[Start of EXTRACT]

The Passenger by
Chris Petit
hbk out April 06
Published by Simon Schuster
at £12.99
An unusual 'American conspiracy' novel, though written by a Briton and
based almost entirely in the UK. It is an alternative explanation to the
Lockerbie Pan-Am disaster in 1988, giving a very different theory as to
the perpetrators.
Collard, a British businessman on the fringes of the arms trade, was due
to fly from Frankfurt to New York with his son Nick, but due to a sudden
business appointment, breaks his journey in London and misses the
doomed onward flight, which his son ostensibly takes. When the crash is
reported, Collard gatecrashes an investigating team and ends up in
Lockerbie, frantic to find his son's body – which never turns up, though
he sees mysterious Americans in helicopters hi-jacking a few corpses.
He is interrogated and told that Nick was not on the plane, but his
luggage was. The plot goes on into the interaction between the drug trade,
arms sales and Middle East terrorism.

[End of EXTRACT]

WORK TO DO:
A) In the review of The Passenger, from which city were Collard and his son Nick due to fly to New York?
B) Duplicate the part of the book review that begins at the words "He is interrogated" and stops after the words "Middle East terrorism.".
C) Pick up the review of the novel The Passenger and carry it on from its last sentence.

[Start of STORED DATA]

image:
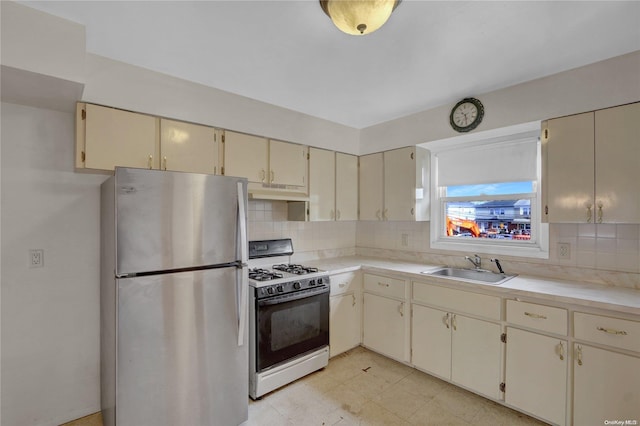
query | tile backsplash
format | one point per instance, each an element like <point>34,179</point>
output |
<point>606,254</point>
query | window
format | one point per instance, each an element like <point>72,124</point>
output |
<point>485,196</point>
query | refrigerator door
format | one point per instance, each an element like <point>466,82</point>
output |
<point>172,220</point>
<point>179,362</point>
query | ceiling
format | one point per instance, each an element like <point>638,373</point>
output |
<point>288,53</point>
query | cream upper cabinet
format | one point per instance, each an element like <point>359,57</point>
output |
<point>346,187</point>
<point>246,156</point>
<point>371,176</point>
<point>287,163</point>
<point>590,166</point>
<point>109,137</point>
<point>187,147</point>
<point>617,138</point>
<point>322,185</point>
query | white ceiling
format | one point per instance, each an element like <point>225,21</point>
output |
<point>288,53</point>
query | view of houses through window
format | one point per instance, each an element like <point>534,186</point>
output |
<point>501,211</point>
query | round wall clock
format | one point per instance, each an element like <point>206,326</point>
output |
<point>466,115</point>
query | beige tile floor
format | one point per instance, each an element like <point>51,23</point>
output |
<point>361,387</point>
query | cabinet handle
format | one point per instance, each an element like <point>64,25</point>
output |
<point>445,319</point>
<point>561,351</point>
<point>533,315</point>
<point>599,211</point>
<point>612,331</point>
<point>579,354</point>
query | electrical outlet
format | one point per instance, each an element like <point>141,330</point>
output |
<point>36,258</point>
<point>564,251</point>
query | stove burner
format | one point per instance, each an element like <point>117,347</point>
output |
<point>259,274</point>
<point>295,269</point>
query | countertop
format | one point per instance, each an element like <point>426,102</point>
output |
<point>618,299</point>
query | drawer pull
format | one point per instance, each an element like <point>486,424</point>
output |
<point>532,315</point>
<point>612,331</point>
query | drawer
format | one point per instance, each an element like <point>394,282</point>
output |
<point>458,300</point>
<point>344,283</point>
<point>392,287</point>
<point>624,334</point>
<point>539,317</point>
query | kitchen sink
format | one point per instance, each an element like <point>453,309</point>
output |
<point>473,275</point>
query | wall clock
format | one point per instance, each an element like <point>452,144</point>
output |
<point>466,115</point>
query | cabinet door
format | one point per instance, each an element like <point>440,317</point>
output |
<point>245,156</point>
<point>569,166</point>
<point>344,323</point>
<point>536,374</point>
<point>431,340</point>
<point>187,147</point>
<point>287,163</point>
<point>617,136</point>
<point>475,355</point>
<point>605,386</point>
<point>384,329</point>
<point>322,185</point>
<point>371,178</point>
<point>399,184</point>
<point>113,137</point>
<point>346,187</point>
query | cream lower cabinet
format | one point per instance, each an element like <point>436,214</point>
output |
<point>463,350</point>
<point>345,312</point>
<point>536,374</point>
<point>385,319</point>
<point>109,137</point>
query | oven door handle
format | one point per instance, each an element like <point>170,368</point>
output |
<point>291,297</point>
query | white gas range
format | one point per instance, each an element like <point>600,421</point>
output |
<point>289,317</point>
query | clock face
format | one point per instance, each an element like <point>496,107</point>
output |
<point>466,115</point>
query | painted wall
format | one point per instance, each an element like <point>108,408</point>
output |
<point>50,315</point>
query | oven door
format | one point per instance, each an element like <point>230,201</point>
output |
<point>291,325</point>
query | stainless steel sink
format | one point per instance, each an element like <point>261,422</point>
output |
<point>473,275</point>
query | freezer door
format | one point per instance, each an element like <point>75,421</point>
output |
<point>178,358</point>
<point>173,220</point>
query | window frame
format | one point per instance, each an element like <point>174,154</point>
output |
<point>538,246</point>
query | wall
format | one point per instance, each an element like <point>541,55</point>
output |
<point>50,315</point>
<point>606,254</point>
<point>600,85</point>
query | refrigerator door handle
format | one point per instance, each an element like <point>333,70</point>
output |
<point>244,281</point>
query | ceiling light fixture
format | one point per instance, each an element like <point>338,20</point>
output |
<point>359,17</point>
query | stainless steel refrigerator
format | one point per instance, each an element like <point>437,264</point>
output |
<point>173,299</point>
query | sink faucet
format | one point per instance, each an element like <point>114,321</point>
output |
<point>497,262</point>
<point>477,261</point>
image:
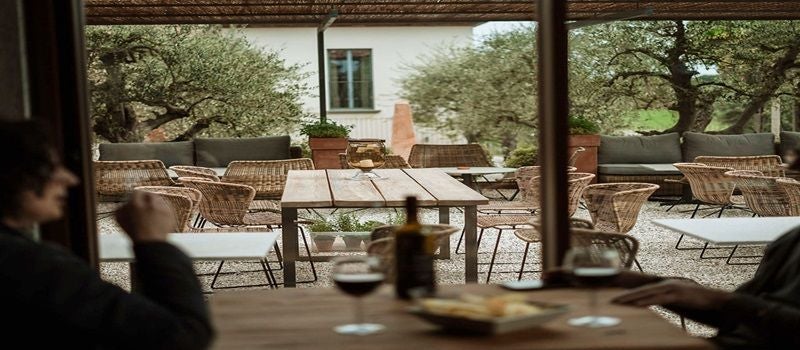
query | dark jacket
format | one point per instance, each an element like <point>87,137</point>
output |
<point>765,312</point>
<point>50,299</point>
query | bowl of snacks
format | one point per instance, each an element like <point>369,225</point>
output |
<point>486,315</point>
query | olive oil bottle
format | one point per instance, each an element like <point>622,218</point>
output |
<point>415,274</point>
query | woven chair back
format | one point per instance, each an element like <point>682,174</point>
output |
<point>117,179</point>
<point>792,189</point>
<point>709,183</point>
<point>195,171</point>
<point>393,161</point>
<point>267,177</point>
<point>598,241</point>
<point>182,200</point>
<point>222,204</point>
<point>615,206</point>
<point>445,156</point>
<point>761,193</point>
<point>769,165</point>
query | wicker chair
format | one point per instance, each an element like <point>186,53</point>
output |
<point>769,165</point>
<point>762,193</point>
<point>393,161</point>
<point>195,171</point>
<point>267,177</point>
<point>528,193</point>
<point>115,180</point>
<point>182,200</point>
<point>577,183</point>
<point>792,189</point>
<point>615,207</point>
<point>227,205</point>
<point>532,235</point>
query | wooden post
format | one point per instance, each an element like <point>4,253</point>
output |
<point>553,113</point>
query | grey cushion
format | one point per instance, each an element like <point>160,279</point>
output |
<point>697,144</point>
<point>634,169</point>
<point>640,149</point>
<point>219,152</point>
<point>170,153</point>
<point>789,140</point>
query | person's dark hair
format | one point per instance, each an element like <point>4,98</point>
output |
<point>28,160</point>
<point>795,165</point>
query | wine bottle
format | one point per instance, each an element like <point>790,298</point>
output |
<point>414,261</point>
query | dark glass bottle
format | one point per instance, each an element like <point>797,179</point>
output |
<point>415,274</point>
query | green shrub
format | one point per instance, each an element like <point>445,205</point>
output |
<point>329,129</point>
<point>523,156</point>
<point>579,125</point>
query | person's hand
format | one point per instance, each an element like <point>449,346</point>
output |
<point>674,292</point>
<point>146,218</point>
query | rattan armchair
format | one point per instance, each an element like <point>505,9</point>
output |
<point>769,165</point>
<point>115,180</point>
<point>267,177</point>
<point>792,189</point>
<point>615,207</point>
<point>195,171</point>
<point>227,205</point>
<point>182,200</point>
<point>393,161</point>
<point>577,182</point>
<point>762,194</point>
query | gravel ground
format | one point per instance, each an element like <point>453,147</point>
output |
<point>657,256</point>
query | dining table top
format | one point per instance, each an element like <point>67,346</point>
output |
<point>304,318</point>
<point>333,188</point>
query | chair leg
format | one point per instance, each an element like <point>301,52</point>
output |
<point>494,254</point>
<point>524,258</point>
<point>308,252</point>
<point>458,245</point>
<point>216,274</point>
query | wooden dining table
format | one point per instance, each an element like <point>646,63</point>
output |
<point>333,188</point>
<point>304,319</point>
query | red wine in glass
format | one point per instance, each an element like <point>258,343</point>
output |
<point>594,277</point>
<point>358,285</point>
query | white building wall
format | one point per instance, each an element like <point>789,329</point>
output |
<point>393,50</point>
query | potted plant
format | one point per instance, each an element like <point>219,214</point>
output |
<point>321,233</point>
<point>585,139</point>
<point>326,139</point>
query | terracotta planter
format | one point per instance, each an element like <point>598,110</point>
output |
<point>325,152</point>
<point>586,161</point>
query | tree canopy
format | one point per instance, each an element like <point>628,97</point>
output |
<point>699,70</point>
<point>187,81</point>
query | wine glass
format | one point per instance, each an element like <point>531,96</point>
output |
<point>358,276</point>
<point>593,267</point>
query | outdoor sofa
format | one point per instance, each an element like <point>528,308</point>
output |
<point>206,152</point>
<point>647,158</point>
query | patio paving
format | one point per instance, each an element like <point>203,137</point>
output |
<point>657,256</point>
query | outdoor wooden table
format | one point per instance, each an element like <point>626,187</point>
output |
<point>313,189</point>
<point>732,231</point>
<point>304,319</point>
<point>468,174</point>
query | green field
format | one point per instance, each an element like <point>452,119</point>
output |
<point>646,120</point>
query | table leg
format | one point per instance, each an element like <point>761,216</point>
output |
<point>471,243</point>
<point>444,218</point>
<point>469,181</point>
<point>289,236</point>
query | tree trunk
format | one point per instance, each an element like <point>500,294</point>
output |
<point>771,83</point>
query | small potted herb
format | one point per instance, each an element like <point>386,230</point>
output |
<point>326,139</point>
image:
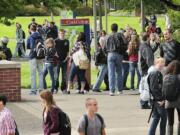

[End of STORED DATA]

TASK RESULTS:
A) Frankfurt.

B)
He is interrogated and told that Nick was not on the plane, but his
luggage was. The plot goes on into the interaction between the drug trade,
arms sales and Middle East terrorism.

C)
Interspersed with this mainstream story, is the repeated appearance of a
super-annuated CIA agent, James Angleton, who had been in the same
UK public school as Collard, who was the architect of many US
undercover escapades. There are numerous flashbacks to 1943, to more
recent meetings in Wales of old spies, and of old CIA adventures and
scandals. The characters introduced include Graham Greene, Kim Philby,
and Edgar Hoover. The Dallas shooting of JFK, the death of Marilyn
Monroe and other disputed events are all laid at the feet of shadowy US
agencies.
I found the book a confusing and fragmented story, with a strange format
of short chapters and allusions to people and events that meant little to
me, almost as if the author was having a secret dialogue with himself. He
attributed some particularly obscene remarks to Graham Green, which
may be true, but if not, are rather repugnant.
The jacket blurb says that his previous book, The Psalm Killer, was a big
seller, and there are critic quotes from 'the heavies' to back that up – but
'The Passenger' is not a novel I would want to read from choice.
(
Bernard Knight
ex Home Office Pathologist and author of the highly acclaimed Crowner John series)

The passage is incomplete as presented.